* What the exercise asks *
Copy the items from the line with "[trace] **hockey stick blade** -> outlines" to the line with "184L27 179L25 180L26", substituting "object" for "instance" and changing nothing else.

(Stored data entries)
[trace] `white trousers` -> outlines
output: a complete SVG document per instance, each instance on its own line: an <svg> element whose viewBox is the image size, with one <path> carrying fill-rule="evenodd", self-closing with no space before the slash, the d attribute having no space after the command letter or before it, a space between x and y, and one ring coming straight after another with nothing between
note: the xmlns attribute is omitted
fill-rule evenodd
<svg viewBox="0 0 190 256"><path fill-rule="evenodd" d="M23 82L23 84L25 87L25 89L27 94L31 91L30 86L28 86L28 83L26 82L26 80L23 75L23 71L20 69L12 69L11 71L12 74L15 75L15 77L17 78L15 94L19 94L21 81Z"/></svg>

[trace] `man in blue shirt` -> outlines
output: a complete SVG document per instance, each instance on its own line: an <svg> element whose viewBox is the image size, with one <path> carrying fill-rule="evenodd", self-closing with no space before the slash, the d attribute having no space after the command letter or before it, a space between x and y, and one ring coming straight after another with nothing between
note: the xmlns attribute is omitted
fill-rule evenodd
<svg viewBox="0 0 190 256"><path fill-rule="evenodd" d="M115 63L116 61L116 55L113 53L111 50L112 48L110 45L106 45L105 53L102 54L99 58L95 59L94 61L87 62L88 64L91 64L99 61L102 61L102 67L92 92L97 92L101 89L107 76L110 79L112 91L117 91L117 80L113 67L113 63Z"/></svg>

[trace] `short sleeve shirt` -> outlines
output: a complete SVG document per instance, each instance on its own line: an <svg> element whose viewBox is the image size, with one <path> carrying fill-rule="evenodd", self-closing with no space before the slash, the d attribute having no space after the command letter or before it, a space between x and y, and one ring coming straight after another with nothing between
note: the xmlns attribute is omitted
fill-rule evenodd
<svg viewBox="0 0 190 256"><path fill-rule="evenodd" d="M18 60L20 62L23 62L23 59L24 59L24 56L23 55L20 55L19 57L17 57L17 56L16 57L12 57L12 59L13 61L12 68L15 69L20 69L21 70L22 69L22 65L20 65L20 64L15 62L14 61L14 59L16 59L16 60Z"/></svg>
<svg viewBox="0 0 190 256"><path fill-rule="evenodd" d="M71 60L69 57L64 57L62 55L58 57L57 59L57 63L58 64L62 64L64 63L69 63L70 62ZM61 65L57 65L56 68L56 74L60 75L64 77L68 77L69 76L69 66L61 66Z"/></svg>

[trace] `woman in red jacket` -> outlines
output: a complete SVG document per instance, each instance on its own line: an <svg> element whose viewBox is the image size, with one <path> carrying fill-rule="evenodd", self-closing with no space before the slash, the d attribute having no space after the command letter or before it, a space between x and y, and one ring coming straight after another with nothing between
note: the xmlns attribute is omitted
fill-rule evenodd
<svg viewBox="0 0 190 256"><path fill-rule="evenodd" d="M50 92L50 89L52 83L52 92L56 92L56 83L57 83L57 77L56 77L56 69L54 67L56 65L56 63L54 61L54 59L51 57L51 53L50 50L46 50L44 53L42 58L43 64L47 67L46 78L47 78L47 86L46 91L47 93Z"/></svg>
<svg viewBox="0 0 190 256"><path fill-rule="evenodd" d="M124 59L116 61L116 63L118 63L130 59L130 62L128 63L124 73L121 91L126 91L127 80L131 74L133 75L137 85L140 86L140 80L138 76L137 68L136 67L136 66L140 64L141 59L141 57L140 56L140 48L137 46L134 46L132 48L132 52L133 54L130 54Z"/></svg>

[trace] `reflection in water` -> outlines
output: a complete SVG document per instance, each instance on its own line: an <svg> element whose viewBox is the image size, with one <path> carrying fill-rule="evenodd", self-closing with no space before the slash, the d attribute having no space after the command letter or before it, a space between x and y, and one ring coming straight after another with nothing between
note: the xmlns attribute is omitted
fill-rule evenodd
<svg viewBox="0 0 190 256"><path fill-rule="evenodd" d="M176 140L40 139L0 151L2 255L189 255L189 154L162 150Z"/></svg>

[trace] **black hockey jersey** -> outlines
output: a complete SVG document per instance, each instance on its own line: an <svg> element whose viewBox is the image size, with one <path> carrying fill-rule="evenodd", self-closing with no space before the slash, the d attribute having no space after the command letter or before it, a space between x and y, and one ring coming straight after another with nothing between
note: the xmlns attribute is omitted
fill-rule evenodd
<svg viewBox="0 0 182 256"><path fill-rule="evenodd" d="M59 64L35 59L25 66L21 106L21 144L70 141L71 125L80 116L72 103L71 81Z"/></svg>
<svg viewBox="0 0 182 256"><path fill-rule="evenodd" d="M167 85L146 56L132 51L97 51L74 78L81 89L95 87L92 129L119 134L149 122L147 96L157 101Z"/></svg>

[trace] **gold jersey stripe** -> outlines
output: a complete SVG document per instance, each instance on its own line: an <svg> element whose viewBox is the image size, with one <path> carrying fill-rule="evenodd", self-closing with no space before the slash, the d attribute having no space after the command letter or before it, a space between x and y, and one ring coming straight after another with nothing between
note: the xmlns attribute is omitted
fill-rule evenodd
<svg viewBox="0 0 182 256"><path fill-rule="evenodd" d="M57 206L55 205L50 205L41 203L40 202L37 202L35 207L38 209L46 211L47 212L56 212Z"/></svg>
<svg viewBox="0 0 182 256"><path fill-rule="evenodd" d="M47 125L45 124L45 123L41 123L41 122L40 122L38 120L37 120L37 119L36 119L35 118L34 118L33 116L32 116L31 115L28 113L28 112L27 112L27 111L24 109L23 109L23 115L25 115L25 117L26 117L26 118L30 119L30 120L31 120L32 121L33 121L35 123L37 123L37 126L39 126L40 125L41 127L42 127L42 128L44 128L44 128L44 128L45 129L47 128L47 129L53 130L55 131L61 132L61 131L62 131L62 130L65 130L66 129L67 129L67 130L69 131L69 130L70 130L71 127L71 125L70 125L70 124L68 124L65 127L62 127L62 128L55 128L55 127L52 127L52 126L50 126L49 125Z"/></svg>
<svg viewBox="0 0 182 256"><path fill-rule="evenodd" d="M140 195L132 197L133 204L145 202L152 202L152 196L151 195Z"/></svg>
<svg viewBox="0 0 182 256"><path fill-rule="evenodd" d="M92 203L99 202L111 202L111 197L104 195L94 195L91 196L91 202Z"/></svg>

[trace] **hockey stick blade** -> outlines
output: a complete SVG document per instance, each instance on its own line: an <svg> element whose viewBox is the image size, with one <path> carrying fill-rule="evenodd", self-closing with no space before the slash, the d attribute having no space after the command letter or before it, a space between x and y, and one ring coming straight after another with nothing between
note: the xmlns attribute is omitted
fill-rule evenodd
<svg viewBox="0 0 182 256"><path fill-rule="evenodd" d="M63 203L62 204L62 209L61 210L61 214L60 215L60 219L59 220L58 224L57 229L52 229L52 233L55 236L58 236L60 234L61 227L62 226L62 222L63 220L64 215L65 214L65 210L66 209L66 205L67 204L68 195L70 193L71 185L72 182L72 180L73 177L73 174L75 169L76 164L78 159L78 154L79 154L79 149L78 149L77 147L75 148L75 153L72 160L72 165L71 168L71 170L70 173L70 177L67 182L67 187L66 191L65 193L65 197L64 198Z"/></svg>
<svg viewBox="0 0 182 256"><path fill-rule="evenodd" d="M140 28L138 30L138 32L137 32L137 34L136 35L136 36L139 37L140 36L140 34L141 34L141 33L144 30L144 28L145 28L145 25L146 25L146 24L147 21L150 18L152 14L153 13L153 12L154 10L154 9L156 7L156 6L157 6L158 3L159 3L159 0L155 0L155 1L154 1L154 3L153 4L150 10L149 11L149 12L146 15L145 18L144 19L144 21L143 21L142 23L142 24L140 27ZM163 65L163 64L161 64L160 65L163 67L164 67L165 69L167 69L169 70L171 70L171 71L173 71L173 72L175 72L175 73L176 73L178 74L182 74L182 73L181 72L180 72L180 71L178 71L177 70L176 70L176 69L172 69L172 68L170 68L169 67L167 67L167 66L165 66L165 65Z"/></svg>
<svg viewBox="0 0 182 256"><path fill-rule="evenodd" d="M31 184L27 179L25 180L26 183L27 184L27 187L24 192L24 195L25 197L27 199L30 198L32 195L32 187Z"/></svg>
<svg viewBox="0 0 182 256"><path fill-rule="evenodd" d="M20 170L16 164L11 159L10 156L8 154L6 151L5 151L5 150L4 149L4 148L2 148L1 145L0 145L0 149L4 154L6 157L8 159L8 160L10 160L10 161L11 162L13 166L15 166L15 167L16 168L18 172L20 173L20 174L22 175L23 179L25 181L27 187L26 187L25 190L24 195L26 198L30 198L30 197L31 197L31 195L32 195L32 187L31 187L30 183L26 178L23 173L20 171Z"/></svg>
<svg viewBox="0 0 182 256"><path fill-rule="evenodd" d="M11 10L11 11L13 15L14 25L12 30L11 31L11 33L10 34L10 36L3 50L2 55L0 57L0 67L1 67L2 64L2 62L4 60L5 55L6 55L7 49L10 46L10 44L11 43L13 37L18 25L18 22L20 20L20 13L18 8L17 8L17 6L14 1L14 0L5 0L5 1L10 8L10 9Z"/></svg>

* Answer to this task *
[trace] **hockey stick blade** -> outlines
output: a complete SVG document per object, each object on its own line: an <svg> element whose viewBox is the image size, with one <path> carrying fill-rule="evenodd", self-closing with no space before the slash, the d attribute having no space after the command letter or before it, a space between x and y, and one ring coming straight after another with nothing between
note: the xmlns attribute is omitted
fill-rule evenodd
<svg viewBox="0 0 182 256"><path fill-rule="evenodd" d="M63 203L62 204L62 209L61 210L61 214L60 215L60 219L59 220L58 224L57 229L52 229L52 233L55 236L58 236L60 234L61 227L62 226L62 222L63 220L64 215L65 214L65 210L66 209L66 205L67 204L68 195L70 193L71 185L72 182L72 180L73 177L73 174L75 169L76 164L78 159L78 154L79 154L79 149L78 149L77 147L75 148L75 153L72 160L72 165L71 168L71 170L70 173L70 177L67 182L67 187L66 191L65 193L65 197L64 198Z"/></svg>
<svg viewBox="0 0 182 256"><path fill-rule="evenodd" d="M140 28L138 30L138 32L137 32L137 34L136 35L136 36L139 37L140 36L140 34L141 34L141 33L144 30L144 28L145 28L145 25L146 25L146 24L147 21L150 18L152 14L153 13L153 12L154 10L154 9L156 7L156 6L157 6L158 3L159 3L159 0L155 0L155 1L154 1L154 3L153 4L150 10L149 11L149 12L146 15L145 18L144 19L144 21L143 21L142 23L142 24L140 27ZM163 65L163 64L161 64L160 65L163 67L164 67L165 69L167 69L169 70L171 70L171 71L173 71L173 72L175 72L175 73L176 73L178 74L182 74L182 73L181 72L180 72L180 71L178 71L177 70L176 70L176 69L172 69L172 68L170 68L169 67L167 67L167 66L165 66L165 65Z"/></svg>
<svg viewBox="0 0 182 256"><path fill-rule="evenodd" d="M31 184L27 179L25 180L26 183L27 184L27 187L24 192L24 195L25 197L27 199L30 198L32 195L32 187Z"/></svg>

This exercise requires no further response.